Speaker 3:No, there's nothing actually that says that, but as humans.
Speaker 3:I think it's like oh, we feel good, so that must be how it's supposed to be, and that's, I think, where that gets stuck I think we often misunderstand things like the peace that passes understanding yeah for comfort in the sense of like I have my, my air-conditioned house and I have my air-conditioned car and I have my air-conditioned car and I have my you know, like the creature comforts that peace and comfort are not the same. They are not the same. And likewise you also get people who think that like the joy of the Lord means that everything in my life is good, so I'm happy all the time. That is not what the joy of the Lord is.
Speaker 3:The joy of the Lord is this deep understanding of God's goodness even in the midst of the bad right, and so I think that gets distorted again, because it's a lot easier for us as humans to sit in the happy emotions than it is to sit in the harder emotions.
Speaker 2:Yeah, I think it doesn't become a place you live in all the time. It's like a thread that's woven through you. And that is always. You always carry with you.
Speaker 3:That doesn't come from us right, right, it is Holy Spirit bound, right, and that's one of the things too, it is. I have also heard a lot from people well, you're just going to be a Christian counselor, right? And my response is well, I am a Christian and I will counsel. Yes, and there are people who will come to me and faith is an integral part of their lives.
Speaker 3:And there are some beautiful ways we integrate that in. Because here's the thing. You talk about cognitive behavioral therapy. You talk about rational emotive therapy, behavioral therapy. You talk about rational emotive therapy, behavioral therapy. You talk about narrative therapy all of these different types of therapy that are used in modern counseling today. They're in scripture. They're laid out in scripture for us.
Speaker 3:The world just took a while to catch on to it, right? So you know, cbt is this idea of taking every thought captive for Christ, so recognizing our thought patterns and refocusing them onto Jesus. The rational mode of behavioral therapy, again, it's recognizing that the emotion is not necessarily the truth, that we can be feeling one thing, but God's truth is more than that right. That can be the joy that passes the situation and the peace that passes this situation, that our emotions aren't truth. They are indicators and important to listen to. And narrative therapy this is this idea that we tell ourselves stories all the time in our subconscious, from our past, from what people have said to us, from what we believe about ourselves and our world perspective, and so narrative therapy is really truly realigning ourself with what Jesus tells us.
....................
#### Assignment
Print the part of the faith and counseling transcript that starts at "Speaker 3:And there" and ends at "scripture for us.".

#### Dataset excerpts
....................
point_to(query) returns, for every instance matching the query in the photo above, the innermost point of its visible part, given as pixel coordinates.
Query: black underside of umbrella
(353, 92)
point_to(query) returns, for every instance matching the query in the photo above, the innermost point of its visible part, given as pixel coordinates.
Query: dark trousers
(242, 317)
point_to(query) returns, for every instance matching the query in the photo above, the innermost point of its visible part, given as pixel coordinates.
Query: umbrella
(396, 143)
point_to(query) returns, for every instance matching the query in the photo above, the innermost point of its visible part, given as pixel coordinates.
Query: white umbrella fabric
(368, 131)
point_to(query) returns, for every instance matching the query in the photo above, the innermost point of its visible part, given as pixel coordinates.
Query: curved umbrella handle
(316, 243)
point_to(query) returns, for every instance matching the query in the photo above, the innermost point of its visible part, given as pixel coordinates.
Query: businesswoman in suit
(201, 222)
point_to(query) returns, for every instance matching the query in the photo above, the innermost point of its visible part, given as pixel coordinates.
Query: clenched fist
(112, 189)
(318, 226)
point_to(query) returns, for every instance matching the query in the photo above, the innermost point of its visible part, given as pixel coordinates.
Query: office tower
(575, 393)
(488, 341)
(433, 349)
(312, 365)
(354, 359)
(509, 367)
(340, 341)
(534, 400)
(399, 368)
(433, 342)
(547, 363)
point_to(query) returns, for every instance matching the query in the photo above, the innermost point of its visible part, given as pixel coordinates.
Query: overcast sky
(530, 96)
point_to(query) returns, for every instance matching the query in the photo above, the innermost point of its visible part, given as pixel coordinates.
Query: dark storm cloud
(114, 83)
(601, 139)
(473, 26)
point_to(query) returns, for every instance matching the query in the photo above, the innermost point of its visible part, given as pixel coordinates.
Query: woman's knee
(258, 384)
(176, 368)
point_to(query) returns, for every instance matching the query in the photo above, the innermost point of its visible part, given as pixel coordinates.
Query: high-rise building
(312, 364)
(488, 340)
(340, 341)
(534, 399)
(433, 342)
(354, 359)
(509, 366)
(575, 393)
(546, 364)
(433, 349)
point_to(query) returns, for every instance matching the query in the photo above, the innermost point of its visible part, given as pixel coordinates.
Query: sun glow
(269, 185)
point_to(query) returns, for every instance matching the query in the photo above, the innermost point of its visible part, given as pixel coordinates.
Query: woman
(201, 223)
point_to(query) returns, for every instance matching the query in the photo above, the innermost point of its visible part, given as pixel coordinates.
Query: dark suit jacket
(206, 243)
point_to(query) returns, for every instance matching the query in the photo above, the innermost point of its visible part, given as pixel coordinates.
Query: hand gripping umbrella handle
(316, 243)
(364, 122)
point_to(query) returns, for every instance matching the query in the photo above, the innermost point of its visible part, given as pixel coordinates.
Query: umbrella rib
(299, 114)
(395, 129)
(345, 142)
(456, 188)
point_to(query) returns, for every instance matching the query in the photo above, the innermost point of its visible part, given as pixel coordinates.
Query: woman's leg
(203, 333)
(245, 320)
....................
#### Exercise answer
Speaker 3:And there are some beautiful ways we integrate that in. Because here's the thing. You talk about cognitive behavioral therapy. You talk about rational emotive therapy, behavioral therapy. You talk about rational emotive therapy, behavioral therapy. You talk about narrative therapy all of these different types of therapy that are used in modern counseling today. They're in scripture. They're laid out in scripture for us.